Copy out the listing below line for line without changing anything. Leave out the pictures.

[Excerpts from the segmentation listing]

---*---

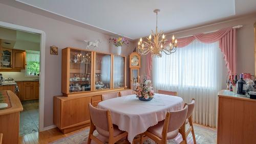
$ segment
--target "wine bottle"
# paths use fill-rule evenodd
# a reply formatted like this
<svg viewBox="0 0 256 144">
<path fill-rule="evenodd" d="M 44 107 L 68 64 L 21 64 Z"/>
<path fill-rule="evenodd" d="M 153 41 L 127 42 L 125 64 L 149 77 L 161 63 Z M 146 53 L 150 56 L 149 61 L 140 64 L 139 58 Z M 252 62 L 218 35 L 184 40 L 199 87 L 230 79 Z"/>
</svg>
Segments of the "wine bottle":
<svg viewBox="0 0 256 144">
<path fill-rule="evenodd" d="M 246 93 L 246 83 L 243 80 L 243 74 L 240 75 L 240 79 L 238 81 L 237 85 L 238 85 L 237 90 L 238 94 L 245 95 Z"/>
</svg>

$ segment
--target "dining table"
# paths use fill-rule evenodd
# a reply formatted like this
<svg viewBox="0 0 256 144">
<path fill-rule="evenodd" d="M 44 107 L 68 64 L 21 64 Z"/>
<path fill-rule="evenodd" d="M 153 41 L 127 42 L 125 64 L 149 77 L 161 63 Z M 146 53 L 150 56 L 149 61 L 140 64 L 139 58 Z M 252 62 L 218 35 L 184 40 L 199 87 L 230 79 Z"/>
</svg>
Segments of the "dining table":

---*---

** Complete output **
$ segment
--target "wine bottle"
# paths use fill-rule evenodd
# a reply formatted like this
<svg viewBox="0 0 256 144">
<path fill-rule="evenodd" d="M 44 107 L 68 64 L 21 64 Z"/>
<path fill-rule="evenodd" d="M 153 41 L 127 42 L 125 64 L 149 77 L 161 63 Z M 146 53 L 150 56 L 149 61 L 140 64 L 139 58 Z M 252 62 L 218 35 L 184 40 L 199 87 L 230 79 Z"/>
</svg>
Segments of the "wine bottle":
<svg viewBox="0 0 256 144">
<path fill-rule="evenodd" d="M 246 93 L 246 83 L 243 80 L 243 74 L 240 75 L 240 79 L 238 81 L 237 85 L 238 85 L 237 90 L 238 94 L 245 95 Z"/>
</svg>

$ segment
--target "dining table"
# paths use fill-rule evenodd
# a reply formatted like this
<svg viewBox="0 0 256 144">
<path fill-rule="evenodd" d="M 44 107 L 68 64 L 21 64 Z"/>
<path fill-rule="evenodd" d="M 153 41 L 127 42 L 125 64 L 149 77 L 161 63 Z M 146 53 L 150 56 L 149 61 L 140 64 L 139 58 Z M 252 62 L 218 35 L 184 40 L 199 87 L 230 79 Z"/>
</svg>
Segments of the "dining table":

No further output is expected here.